▶ What the task asks
Quote the excerpt on value added tax in India, starting with "Following opposition from" and going on through "after one year.".

About 270 items including drugs and
medicines, all agricultural and industrial inputs, capital
goods and declared goods would attract four per cent
VAT in India
The remaining items would attract
12.5 per cent VAT. Precious metals like gold and bullion
would be taxed at one per cent.
Considering the difficulties faced
by the tea industry, it was decided that tea-producing
states would be given an option to levy 12.5 per cent
or four per cent subject to review in 2006.
Petrol and diesel would be kept out
of VAT regime in India, which covers only marketable
items.
Dasgupta was quoted as saying that
the panel was yet to take a view on CNG.
Following opposition from some of
the states, it was decided that states would have option
to either levy four per cent or totally exempt food
grains but it would be reviewed after one year.
Three items - sugar, textile and tobacco
- covered under Additional Excise Duties, will not be
under VAT regime for one year but the existing arrangement
would continue.
The Indian VAT panel relaxed the threshold
limit for traders coming under VAT regime from Rs 5-50
lakh of turnover from the previous stance of Rs 5-40
lakh.
Traders within this limit can pay
a composite VAT rate of one per cent but would not be
entitled to input tax credit.
6. What is the difference between Sales
Tax and VAT?
VAT is levied on all goods & services
while sales tax is only levied on goods. Thus, a lower
tax rate is needed to collect the same amount as sales
tax. VAT has no cascading effect. The VAT mechanism
of auto-control reduces tax evasion, therefore enhancing
income tax collection. VAT is levied at import.
Input generally mean goods purchased by a dealer in
the course of his business for re-sale or for use in
the manufacture, processing, packing/storing of other
goods or any other business use. The tax paid on inputs
is known as Input Tax. It has been defined in Section
2(xvii) of the Model VAT Bill, 2003 thus: "Input
tax means the tax paid or payable under this Act by
a registered dealer to another registered dealer on
the purchase of goods in the course of business for
resale or for manufacture of taxable goods or for use
as containers or packing material or for the execution
of works contract."
It is the credit for tax paid on inputs. Every dealer
has to pay output tax on the taxable sale effected by
him. The basic formula of VAT is that every dealer pays
tax only on the value addition in his hands. In simple
words input tax credit is the mechanism by which the
dealer is enabled to set off against his output tax,
the input tax. Dealers are not eligible for input tax
credit on all inputs. There are certain restrictions
and conditions on the eligibility of input tax credit
as it is stipulated in the respective State legislation.
9. What are
the `sales' not liable to tax under the VAT Act?

▶ Given records

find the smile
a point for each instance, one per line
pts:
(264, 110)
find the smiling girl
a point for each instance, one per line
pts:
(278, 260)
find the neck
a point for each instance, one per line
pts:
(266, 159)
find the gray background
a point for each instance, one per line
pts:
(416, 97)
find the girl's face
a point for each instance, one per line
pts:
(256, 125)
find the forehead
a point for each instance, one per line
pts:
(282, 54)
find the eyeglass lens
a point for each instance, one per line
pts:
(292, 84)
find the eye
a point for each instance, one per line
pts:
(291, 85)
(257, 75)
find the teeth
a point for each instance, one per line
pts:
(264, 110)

...

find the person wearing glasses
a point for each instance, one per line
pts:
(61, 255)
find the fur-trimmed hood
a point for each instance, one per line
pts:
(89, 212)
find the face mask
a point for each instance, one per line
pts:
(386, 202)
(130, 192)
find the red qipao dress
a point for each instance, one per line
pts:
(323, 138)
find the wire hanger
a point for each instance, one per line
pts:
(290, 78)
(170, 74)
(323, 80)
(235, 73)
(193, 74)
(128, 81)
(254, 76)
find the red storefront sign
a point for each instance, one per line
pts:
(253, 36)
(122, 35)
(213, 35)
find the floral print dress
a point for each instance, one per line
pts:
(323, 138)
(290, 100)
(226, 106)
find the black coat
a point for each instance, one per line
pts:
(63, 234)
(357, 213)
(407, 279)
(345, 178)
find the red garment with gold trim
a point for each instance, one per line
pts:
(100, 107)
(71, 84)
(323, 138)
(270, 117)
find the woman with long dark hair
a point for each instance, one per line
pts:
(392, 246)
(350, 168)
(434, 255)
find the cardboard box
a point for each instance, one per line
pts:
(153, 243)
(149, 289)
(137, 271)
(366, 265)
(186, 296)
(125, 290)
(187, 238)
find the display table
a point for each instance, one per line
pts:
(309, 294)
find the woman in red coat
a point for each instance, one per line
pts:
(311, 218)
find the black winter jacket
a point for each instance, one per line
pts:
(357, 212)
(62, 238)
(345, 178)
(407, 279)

▶ Solution to the exercise
Following opposition from some of
the states, it was decided that states would have option
to either levy four per cent or totally exempt food
grains but it would be reviewed after one year.